[Dataset excerpts on object pointing]
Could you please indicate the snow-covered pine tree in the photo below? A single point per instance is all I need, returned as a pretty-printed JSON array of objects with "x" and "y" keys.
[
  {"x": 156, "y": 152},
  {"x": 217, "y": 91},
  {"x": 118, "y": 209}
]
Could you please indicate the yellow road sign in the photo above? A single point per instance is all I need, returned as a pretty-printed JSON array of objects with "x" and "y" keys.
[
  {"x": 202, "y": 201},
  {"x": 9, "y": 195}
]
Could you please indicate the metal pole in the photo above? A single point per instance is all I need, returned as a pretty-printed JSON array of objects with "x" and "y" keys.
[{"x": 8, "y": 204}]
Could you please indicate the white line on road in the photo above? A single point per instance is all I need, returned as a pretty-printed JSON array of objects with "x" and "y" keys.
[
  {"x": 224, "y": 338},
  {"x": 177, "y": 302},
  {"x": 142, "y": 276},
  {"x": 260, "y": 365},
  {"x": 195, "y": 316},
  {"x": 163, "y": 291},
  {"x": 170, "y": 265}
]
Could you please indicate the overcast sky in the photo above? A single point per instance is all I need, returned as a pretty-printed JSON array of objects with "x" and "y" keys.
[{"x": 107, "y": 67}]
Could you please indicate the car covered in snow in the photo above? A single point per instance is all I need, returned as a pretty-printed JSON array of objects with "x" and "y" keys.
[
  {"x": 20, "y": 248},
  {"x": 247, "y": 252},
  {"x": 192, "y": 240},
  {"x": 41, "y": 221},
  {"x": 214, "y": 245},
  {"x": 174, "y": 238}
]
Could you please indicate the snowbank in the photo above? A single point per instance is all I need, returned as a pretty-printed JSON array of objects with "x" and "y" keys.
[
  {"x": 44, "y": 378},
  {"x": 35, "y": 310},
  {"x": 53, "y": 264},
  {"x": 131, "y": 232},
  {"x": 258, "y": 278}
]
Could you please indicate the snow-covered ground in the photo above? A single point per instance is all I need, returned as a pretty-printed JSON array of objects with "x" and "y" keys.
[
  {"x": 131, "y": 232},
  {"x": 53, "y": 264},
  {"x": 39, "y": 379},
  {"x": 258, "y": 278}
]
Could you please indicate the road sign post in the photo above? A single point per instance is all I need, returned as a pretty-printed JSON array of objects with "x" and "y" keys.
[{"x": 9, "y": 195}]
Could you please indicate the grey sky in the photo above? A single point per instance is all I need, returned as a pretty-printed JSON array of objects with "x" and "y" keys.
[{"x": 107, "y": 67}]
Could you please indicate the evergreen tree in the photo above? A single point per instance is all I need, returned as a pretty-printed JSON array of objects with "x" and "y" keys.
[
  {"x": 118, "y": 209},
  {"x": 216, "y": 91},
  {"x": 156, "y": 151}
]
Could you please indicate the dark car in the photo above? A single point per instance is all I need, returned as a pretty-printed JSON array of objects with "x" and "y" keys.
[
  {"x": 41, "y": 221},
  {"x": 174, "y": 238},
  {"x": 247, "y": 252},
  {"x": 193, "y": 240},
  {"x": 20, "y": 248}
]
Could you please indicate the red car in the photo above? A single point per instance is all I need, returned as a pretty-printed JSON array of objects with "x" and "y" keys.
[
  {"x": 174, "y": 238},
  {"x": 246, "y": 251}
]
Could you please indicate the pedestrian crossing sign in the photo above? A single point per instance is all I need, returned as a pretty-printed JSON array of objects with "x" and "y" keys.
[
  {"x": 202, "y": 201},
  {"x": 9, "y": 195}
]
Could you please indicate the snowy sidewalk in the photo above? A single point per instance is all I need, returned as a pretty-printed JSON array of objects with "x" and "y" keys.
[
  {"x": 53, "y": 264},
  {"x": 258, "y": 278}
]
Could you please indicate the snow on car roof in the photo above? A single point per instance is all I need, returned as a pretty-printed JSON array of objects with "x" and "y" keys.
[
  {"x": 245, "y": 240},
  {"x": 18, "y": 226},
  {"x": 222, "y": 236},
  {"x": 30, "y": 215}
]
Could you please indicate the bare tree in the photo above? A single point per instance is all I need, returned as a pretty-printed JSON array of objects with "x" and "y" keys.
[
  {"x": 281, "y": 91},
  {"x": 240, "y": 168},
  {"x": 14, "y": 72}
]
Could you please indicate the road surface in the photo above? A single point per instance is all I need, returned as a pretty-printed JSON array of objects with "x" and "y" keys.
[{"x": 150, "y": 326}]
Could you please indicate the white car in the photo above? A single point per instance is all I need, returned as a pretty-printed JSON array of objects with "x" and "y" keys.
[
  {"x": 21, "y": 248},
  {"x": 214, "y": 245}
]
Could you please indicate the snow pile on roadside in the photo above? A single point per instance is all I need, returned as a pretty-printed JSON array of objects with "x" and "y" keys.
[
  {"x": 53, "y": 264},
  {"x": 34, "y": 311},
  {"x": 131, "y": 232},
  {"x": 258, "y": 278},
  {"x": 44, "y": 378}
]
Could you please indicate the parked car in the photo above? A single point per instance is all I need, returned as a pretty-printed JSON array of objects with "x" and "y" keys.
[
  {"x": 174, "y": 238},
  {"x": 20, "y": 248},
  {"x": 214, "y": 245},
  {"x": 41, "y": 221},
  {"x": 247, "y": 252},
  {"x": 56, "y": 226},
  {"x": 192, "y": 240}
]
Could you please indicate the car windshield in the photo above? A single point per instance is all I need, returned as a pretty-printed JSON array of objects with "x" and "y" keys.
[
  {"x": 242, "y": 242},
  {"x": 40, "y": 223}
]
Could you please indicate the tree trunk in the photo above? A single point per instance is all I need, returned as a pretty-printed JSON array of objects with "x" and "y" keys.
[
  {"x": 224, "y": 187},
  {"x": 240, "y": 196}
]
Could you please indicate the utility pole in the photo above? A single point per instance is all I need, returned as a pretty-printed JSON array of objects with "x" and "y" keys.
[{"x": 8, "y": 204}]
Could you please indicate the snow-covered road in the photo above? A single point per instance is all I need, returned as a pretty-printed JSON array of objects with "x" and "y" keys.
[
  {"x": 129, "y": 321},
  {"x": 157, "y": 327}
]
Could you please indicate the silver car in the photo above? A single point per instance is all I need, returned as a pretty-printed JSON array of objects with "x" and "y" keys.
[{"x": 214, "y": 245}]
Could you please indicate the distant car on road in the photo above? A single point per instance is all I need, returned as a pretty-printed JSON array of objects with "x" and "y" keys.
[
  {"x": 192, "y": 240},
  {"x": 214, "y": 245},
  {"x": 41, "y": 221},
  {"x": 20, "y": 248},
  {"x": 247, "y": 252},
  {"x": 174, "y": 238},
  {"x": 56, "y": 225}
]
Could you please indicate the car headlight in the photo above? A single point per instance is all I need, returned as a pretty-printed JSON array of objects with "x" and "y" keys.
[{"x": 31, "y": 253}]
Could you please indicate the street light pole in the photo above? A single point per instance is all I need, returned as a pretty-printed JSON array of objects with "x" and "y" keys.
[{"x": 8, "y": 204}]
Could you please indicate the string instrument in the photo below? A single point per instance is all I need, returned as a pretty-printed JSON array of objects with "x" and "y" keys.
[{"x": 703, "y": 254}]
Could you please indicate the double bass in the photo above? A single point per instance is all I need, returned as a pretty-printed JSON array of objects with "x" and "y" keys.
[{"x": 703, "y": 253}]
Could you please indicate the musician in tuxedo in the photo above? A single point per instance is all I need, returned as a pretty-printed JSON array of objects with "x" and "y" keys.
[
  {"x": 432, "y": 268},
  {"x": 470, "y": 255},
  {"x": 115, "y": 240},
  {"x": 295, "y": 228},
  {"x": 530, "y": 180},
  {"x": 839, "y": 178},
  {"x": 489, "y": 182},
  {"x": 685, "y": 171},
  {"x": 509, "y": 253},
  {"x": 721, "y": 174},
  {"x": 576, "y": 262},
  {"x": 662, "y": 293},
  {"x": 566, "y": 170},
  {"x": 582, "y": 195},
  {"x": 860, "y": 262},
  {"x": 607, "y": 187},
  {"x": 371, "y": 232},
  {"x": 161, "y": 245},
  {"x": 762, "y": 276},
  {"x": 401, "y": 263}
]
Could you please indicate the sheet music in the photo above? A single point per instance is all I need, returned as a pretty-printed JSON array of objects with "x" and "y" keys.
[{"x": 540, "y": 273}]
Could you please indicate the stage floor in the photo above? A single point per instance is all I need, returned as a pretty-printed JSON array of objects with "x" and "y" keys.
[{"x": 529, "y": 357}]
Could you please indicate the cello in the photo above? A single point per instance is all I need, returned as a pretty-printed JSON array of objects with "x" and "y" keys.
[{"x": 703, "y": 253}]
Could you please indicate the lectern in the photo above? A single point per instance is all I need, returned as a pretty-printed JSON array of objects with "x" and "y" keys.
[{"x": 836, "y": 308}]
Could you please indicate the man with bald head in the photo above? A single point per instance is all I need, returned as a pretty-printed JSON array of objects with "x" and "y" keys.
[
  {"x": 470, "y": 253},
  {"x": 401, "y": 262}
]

# [Task brief]
Rewrite every line from the one containing "Could you please indicate the cello" through the end of the records, scaling each x and y coordinate by 2.6 and rounding to the nearest whole number (halves round up). Leave all other text unchanged.

# [Exercise response]
Could you please indicate the cello in the photo above? A single point per instance is all I need, returned as a pretty-printed JSON array of objects with "x" and "y" keys.
[{"x": 1828, "y": 658}]
Could you please indicate the lectern in the photo above? A single point per instance is all I need, returned as a pretty-printed JSON array of objects with "x" and "y" keys.
[{"x": 2174, "y": 801}]
Could you please indicate the man with bald head in the photo above? A single point per instance is all I need, returned as a pretty-printed JSON array of objects with "x" and "y" keys.
[
  {"x": 1222, "y": 658},
  {"x": 1043, "y": 681}
]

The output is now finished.